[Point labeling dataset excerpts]
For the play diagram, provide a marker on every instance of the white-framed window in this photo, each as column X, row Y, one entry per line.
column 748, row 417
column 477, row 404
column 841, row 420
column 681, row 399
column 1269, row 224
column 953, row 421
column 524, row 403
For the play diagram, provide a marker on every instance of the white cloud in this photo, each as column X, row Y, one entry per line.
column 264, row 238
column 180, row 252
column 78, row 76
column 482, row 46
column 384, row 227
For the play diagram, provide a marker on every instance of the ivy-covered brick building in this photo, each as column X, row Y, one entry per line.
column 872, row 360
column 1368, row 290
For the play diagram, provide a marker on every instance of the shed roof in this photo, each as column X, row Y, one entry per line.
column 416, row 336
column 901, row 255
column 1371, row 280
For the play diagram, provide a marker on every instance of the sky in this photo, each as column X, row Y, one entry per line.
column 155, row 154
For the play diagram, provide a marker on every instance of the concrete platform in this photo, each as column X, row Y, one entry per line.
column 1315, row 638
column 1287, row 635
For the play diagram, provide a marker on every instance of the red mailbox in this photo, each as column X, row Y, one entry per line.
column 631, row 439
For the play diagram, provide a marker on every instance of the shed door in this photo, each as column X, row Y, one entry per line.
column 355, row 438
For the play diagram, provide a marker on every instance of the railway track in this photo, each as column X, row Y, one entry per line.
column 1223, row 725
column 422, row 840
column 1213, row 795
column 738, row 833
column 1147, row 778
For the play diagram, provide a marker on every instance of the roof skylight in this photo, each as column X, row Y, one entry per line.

Short task ▸ Write out every item again, swapping "play diagram" for "site plan" and keeping everything else the same.

Output for this task ▸
For the site plan, provide a marker on every instance of the white-framed window in this photo, each as column X, row Y, one entry per line.
column 748, row 417
column 477, row 404
column 841, row 420
column 681, row 399
column 1269, row 224
column 953, row 421
column 524, row 403
For the site plan, provide a marker on every instance of the white cloud in this photo, each as column X, row Y, one entry per line.
column 264, row 238
column 180, row 252
column 78, row 76
column 482, row 46
column 384, row 227
For the site plan, provide a marker on every instance of the ivy-covered brick building in this photo, each as column X, row Y, one entry per line.
column 872, row 360
column 1368, row 290
For the site plan, provide a marker on every instance of the shed roof in this photo, each as column X, row Y, one entry per line.
column 416, row 336
column 901, row 255
column 1371, row 280
For the site plan, provide a marker on every instance of the sky in this photo, each as column X, row Y, one entry per line.
column 155, row 154
For the site plan, provide a marker on every instance of the concrete platform in this photo, each as column X, row Y, one entry per line.
column 1315, row 638
column 1287, row 635
For the site plan, provide a marker on every instance of the red mailbox in this photo, each as column X, row Y, one entry per line.
column 631, row 439
For the site plan, provide a marker on every instance of the shed door in this photo, each as column X, row Y, one entry per line.
column 355, row 438
For the site plan, provide a marker on every instance of the railway track in this photo, each as column X, row Y, one entry per line.
column 1223, row 725
column 422, row 840
column 1213, row 795
column 738, row 833
column 1147, row 778
For the site plan, provide a marker on every instance of the roof skylight in this photo, each as column X, row Y, one entry per line.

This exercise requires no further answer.